● Problem requirements: Please copy out the lines in the entries that contain "sponsor".

[Stored items]
+ + + +
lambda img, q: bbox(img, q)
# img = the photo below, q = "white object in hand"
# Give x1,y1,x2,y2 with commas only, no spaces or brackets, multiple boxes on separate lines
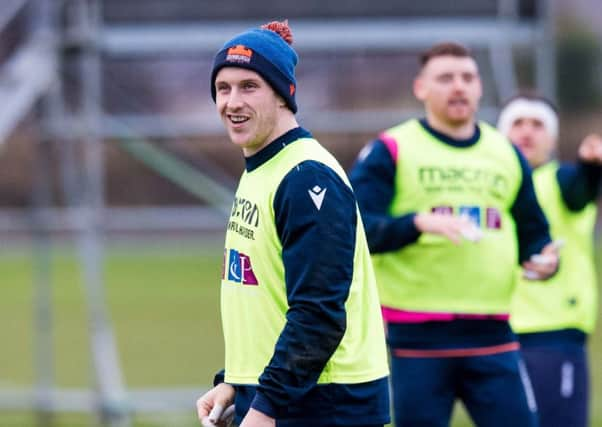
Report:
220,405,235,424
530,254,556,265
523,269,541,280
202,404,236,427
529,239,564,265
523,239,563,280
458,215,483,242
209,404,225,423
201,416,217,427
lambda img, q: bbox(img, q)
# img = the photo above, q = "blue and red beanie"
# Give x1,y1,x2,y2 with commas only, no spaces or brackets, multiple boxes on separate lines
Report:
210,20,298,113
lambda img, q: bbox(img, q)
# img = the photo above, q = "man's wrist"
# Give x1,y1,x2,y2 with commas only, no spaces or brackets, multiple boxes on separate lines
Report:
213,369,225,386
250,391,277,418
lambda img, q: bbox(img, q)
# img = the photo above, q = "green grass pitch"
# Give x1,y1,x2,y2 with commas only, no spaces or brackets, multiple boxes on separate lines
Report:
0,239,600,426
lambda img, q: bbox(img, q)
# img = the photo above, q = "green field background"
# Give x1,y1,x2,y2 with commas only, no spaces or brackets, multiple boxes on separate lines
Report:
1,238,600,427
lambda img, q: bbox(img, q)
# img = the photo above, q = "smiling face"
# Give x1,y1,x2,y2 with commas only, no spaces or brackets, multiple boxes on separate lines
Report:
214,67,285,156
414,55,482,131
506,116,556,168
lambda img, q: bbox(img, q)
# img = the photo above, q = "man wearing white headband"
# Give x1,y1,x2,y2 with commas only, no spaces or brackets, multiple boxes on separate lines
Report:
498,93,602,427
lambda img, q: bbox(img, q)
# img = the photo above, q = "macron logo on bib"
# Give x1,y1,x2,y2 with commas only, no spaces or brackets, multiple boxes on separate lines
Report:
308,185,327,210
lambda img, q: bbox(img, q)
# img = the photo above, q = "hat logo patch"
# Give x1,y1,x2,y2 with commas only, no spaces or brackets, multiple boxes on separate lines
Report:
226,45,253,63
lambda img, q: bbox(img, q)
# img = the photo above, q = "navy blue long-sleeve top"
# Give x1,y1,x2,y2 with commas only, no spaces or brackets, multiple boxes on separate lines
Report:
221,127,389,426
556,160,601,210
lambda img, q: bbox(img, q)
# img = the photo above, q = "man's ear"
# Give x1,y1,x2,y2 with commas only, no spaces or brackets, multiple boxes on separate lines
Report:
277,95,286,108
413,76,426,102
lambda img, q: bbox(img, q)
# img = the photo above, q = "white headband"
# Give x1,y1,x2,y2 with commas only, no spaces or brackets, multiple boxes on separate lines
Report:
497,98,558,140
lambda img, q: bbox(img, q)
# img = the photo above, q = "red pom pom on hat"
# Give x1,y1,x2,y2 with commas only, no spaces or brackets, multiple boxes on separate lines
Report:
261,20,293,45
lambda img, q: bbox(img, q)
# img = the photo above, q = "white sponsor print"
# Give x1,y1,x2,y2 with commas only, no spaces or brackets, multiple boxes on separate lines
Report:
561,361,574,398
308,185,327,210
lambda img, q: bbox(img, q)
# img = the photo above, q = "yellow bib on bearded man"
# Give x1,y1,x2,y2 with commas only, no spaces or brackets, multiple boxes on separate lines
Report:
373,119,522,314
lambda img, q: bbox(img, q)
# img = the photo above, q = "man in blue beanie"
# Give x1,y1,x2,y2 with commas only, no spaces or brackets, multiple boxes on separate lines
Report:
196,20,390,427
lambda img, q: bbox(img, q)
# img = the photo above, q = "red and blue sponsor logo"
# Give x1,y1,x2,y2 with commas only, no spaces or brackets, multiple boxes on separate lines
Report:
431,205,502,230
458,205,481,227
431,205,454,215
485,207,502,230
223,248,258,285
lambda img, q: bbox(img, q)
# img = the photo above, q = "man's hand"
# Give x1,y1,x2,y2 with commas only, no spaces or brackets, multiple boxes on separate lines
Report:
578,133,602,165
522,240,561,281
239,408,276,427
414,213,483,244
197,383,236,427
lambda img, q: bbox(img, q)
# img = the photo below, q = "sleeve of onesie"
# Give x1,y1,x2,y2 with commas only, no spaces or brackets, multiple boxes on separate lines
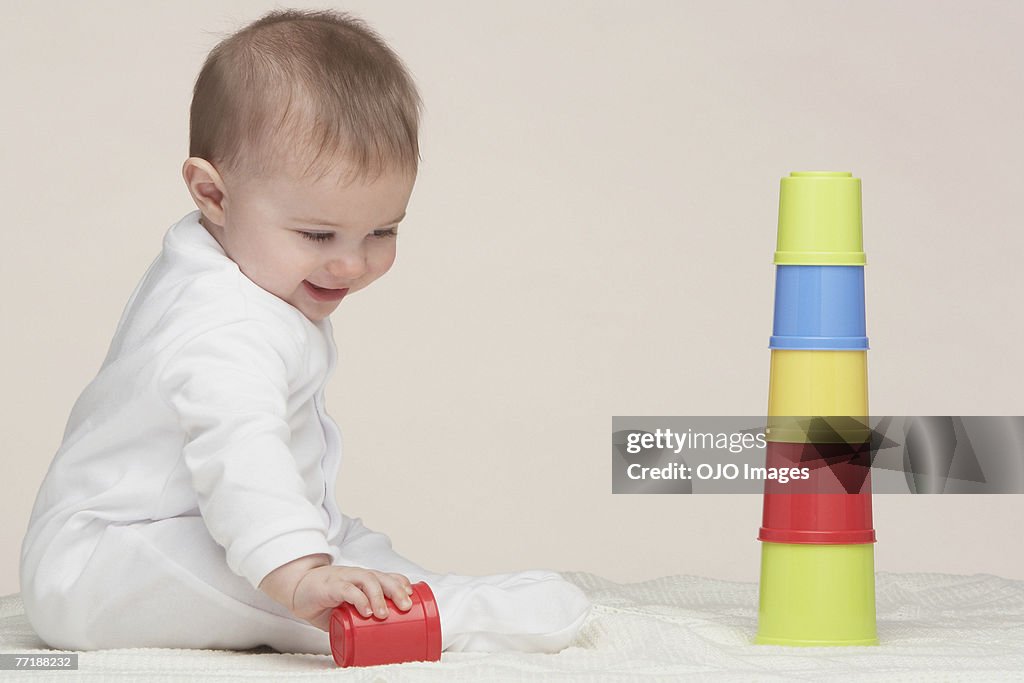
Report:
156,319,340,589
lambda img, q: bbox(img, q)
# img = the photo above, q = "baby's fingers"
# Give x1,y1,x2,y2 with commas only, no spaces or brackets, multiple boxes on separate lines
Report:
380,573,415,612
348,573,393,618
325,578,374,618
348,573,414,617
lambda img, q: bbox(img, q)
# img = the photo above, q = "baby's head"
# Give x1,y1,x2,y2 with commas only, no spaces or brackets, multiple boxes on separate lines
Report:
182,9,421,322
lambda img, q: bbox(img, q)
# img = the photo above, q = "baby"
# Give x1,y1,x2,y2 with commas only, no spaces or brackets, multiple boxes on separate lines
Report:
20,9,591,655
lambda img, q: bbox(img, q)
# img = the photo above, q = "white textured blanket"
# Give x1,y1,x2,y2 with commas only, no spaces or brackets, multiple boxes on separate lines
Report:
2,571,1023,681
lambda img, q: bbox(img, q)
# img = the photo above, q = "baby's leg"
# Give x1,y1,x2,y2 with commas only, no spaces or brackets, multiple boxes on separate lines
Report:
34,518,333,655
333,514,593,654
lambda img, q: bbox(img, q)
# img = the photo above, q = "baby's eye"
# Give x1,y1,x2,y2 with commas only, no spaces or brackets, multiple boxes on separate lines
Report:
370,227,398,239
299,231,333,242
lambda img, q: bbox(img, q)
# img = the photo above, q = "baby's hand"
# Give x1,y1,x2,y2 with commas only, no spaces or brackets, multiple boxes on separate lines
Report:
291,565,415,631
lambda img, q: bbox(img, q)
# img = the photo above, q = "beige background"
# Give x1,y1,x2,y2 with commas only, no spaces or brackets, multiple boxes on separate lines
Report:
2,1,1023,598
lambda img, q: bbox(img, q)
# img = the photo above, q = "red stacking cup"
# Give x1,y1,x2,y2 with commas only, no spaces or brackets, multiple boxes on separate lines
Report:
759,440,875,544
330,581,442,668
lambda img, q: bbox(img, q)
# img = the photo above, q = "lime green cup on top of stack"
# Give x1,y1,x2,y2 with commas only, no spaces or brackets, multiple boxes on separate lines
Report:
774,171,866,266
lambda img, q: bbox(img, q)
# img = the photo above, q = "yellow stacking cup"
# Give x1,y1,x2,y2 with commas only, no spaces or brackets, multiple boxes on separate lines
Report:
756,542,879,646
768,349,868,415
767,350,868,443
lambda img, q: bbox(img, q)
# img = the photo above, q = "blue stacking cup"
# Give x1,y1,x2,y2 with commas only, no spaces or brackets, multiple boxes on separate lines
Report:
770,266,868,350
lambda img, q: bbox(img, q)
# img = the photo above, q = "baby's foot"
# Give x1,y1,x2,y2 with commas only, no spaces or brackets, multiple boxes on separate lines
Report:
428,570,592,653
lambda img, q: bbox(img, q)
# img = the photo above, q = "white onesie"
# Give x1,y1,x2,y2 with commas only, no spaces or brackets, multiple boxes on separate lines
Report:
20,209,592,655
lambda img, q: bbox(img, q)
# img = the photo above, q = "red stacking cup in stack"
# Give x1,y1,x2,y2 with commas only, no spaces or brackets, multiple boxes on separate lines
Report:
+ + + +
● Solution for this problem:
# img = the photo above, q = "white sponsor print"
# img = the photo above, q = "red and blue sponsor logo"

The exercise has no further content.